Tekst:
+ + + + + + +
Paramaribo door het schrijversoog
De Paramariboroute, is een wandeling door de stad waarbij stilgestaan wordt bij de talloze schrijvers, dichters en journalisten die over Paramaribo geschreven hebben. Van Cynthia McLeod tot Tessa Leuwsha en van Bea Vianen tot Clark Accord. De wandeling vormt de kern van het boek Paramaribo, Brasa!, geschreven door Ko van Geemert, dat 13 november op de Pier van Torarica gepresenteerd wordt. Een voorproefje.
We lopen vanaf het Onafhankelijkheidsplein de Waterkant op. Aan de overkant van de Surinamerivier vertrekken de zwarte slaaf Abonni, zijn vrienden Axel, Mani en Tania richting de vrijheid in de ‘avonturenroman voor jongvolwassenen’ Naar de Barbiesjes van J.B. Charles: ‘In de zomer van het jaar 1849 wandelden twee jongens in stevig tempo langs de rechteroever van de Surinamerivier, in ongeveer zuidoostelijke richting, want de rivier maakte daar, net voorbij Paramaribo, een sterke bocht naar het zuiden. De stad – aan de overkant – lag al een eindje achter hen’.
+ + + + + + +
Gegeven informatie:
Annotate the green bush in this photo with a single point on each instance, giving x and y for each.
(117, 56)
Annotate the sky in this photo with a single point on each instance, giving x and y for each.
+ + + + + + +
Jouw opdrachten:
A. Schrijf het stuk uit de tekst over de Paramariboroute woord voor woord over, van "Paramaribo door het" tot en met "wordt. Een voorproefje.".
B. Waarom liepen de twee jongens in het citaat uit de tekst over de Paramariboroute in ongeveer zuidoostelijke richting? Leg het uit in één tot drie zinnen.
C. Zeg bij elke bewering of die overeenkomt met de tekst over de Paramariboroute. Antwoord met ja of nee en citeer de woorden uit de tekst die de doorslag geven.
(i) Het boek Paramaribo, Brasa! is geschreven door Ko van Geemert.
(ii) De wandeling begint bij de Waterkant.
(iii) De twee jongens in het citaat lopen langs de linkeroever van de Surinamerivier.

Antwoorden per opdracht:
A.
Paramaribo door het schrijversoog
De Paramariboroute, is een wandeling door de stad waarbij stilgestaan wordt bij de talloze schrijvers, dichters en journalisten die over Paramaribo geschreven hebben. Van Cynthia McLeod tot Tessa Leuwsha en van Bea Vianen tot Clark Accord. De wandeling vormt de kern van het boek Paramaribo, Brasa!, geschreven door Ko van Geemert, dat 13 november op de Pier van Torarica gepresenteerd wordt. Een voorproefje.

B. De twee jongens liepen langs de rechteroever van de Surinamerivier. Net voorbij Paramaribo maakte die rivier een sterke bocht naar het zuiden.

C.
(i) Ja: "geschreven door Ko van Geemert".
(ii) Nee: "We lopen vanaf het Onafhankelijkheidsplein de Waterkant op."
(iii) Nee: "langs de rechteroever van de Surinamerivier".